__Article__:
Instance of dehumanisation
•The Act was one strand of a web of colonial laws that dehumanised communities and ways of life. The colonial administrators were particularly concerned about nomadic and itinerant communities, which by virtue of their movements and lifestyle were difficult to track, surveil, control, and tax. Through laws such as the Criminal Tribes Act, and other legal weapons such as vagrancy laws, the regime attempted to destroy these patterns of life, by using criminal laws to coerce communities into settlements and subjecting them to forced labour.
•Independence brought with it many changes, but also much continuity. Despite the birth of a Constitution that promised liberty, equality, fraternity, and dignity to all, independent India’s rulers continued to replicate colonial logic in framing laws for the new republic. They continued to treat individuals as subjects to be controlled and administered, rather than rights-bearing citizens. One of the most glaring examples of this is the Bombay Prevention of Begging Act. The Begging Act was passed in 1959 by the State of Bombay, and has continued to exist in as many as 20 States and two Union Territories. But last week, in a remarkable, landmark and long overdue judgment, the Delhi High Court struck it down as inconsistent with the Constitution.

__Entries from a dataset__:
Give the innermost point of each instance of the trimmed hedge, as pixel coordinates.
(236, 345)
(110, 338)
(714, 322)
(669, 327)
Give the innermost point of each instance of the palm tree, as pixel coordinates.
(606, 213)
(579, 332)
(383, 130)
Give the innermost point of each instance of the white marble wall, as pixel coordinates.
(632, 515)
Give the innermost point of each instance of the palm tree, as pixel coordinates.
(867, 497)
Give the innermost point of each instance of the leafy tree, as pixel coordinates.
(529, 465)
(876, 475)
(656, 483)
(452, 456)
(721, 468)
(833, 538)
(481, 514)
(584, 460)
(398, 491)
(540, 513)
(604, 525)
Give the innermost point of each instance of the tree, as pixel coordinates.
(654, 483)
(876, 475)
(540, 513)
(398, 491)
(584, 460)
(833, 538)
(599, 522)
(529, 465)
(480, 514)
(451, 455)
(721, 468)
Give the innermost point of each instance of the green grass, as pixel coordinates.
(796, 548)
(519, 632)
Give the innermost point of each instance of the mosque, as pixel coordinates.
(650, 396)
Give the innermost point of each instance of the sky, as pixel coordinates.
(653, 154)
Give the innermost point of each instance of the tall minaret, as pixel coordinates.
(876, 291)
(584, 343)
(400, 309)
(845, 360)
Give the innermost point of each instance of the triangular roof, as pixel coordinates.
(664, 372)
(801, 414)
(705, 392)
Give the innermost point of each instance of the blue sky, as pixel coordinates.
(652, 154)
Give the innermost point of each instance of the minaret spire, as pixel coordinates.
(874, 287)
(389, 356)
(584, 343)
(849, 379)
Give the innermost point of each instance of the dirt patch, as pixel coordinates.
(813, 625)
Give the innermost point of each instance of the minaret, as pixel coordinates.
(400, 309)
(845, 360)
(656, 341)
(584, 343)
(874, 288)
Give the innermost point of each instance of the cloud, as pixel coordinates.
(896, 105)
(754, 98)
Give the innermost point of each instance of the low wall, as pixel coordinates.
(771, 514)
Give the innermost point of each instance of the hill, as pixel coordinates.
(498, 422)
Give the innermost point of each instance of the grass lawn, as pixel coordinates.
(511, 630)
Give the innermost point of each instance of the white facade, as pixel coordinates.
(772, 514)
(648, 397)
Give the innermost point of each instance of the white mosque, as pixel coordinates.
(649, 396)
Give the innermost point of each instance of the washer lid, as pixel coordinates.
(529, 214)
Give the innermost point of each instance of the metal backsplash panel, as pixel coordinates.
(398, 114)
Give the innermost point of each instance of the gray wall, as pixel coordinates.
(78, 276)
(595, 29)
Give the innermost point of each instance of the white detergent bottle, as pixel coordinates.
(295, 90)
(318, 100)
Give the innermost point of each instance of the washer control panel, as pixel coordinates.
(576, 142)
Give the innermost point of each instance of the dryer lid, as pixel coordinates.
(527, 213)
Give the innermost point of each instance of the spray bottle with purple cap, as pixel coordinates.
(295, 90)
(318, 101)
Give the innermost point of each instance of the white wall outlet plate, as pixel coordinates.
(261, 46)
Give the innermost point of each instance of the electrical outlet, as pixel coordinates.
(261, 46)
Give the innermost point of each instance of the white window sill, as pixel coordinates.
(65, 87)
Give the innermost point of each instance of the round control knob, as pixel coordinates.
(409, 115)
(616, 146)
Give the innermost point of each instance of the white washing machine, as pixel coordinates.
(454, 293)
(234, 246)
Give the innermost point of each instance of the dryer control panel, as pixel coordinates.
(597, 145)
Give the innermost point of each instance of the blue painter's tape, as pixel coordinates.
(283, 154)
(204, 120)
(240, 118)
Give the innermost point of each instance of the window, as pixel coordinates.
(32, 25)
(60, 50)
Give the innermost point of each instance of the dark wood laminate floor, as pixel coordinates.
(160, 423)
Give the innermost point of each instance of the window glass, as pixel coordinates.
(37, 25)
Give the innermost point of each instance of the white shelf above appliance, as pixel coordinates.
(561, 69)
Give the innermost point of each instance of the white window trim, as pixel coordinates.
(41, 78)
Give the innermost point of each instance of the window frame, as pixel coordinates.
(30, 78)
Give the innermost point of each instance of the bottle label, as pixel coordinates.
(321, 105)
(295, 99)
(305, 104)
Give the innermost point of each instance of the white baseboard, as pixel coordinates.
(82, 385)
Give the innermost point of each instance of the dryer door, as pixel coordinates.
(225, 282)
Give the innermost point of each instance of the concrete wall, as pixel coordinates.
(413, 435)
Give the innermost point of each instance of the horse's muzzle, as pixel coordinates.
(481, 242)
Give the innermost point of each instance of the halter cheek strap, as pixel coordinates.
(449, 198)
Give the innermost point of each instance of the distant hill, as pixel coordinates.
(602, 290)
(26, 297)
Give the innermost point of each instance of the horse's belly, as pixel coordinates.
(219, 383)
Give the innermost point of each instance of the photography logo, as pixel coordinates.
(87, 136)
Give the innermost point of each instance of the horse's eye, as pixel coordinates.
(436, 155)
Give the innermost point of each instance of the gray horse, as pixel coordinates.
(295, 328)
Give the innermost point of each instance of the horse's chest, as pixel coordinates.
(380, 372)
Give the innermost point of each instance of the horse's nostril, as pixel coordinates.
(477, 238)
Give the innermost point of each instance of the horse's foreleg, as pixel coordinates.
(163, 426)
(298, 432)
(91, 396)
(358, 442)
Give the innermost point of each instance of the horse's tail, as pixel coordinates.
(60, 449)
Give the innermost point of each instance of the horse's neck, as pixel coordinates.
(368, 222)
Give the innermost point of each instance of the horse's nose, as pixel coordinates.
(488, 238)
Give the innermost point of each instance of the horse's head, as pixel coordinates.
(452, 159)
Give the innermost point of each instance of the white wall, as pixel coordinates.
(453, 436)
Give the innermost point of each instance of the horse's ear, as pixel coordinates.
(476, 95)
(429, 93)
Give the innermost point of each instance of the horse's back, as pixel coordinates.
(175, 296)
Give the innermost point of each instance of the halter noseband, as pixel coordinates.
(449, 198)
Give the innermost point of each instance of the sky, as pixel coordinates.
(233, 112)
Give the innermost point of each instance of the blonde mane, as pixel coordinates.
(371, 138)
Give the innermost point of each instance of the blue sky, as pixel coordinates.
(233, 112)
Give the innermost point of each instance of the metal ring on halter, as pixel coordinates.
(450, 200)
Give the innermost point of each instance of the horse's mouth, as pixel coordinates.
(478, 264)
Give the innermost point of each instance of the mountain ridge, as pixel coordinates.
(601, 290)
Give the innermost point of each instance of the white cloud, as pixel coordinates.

__Requests__:
(a) According to the article on colonial-era laws in India, which court struck down the Bombay Prevention of Begging Act?
(b) Recast the records from the line containing "head, as pixel coordinates." through the end of the records as a Markdown table with the columns Row and Line. Leave out blank lines.

__Worked solutions__:
(a) The Delhi High Court.

(b)
| Row | Line |
|---|---|
| 1 | Give the innermost point of each instance of the horse's head, as pixel coordinates. |
| 2 | (452, 159) |
| 3 | Give the innermost point of each instance of the white wall, as pixel coordinates. |
| 4 | (453, 436) |
| 5 | Give the innermost point of each instance of the horse's ear, as pixel coordinates. |
| 6 | (476, 95) |
| 7 | (429, 93) |
| 8 | Give the innermost point of each instance of the horse's back, as pixel coordinates. |
| 9 | (175, 296) |
| 10 | Give the innermost point of each instance of the halter noseband, as pixel coordinates. |
| 11 | (449, 198) |
| 12 | Give the innermost point of each instance of the sky, as pixel coordinates. |
| 13 | (233, 112) |
| 14 | Give the innermost point of each instance of the blonde mane, as pixel coordinates. |
| 15 | (371, 138) |
| 16 | Give the innermost point of each instance of the blue sky, as pixel coordinates. |
| 17 | (233, 112) |
| 18 | Give the innermost point of each instance of the metal ring on halter, as pixel coordinates. |
| 19 | (450, 200) |
| 20 | Give the innermost point of each instance of the horse's mouth, as pixel coordinates. |
| 21 | (478, 264) |
| 22 | Give the innermost point of each instance of the mountain ridge, as pixel coordinates. |
| 23 | (601, 290) |
| 24 | Give the innermost point of each instance of the white cloud, as pixel coordinates. |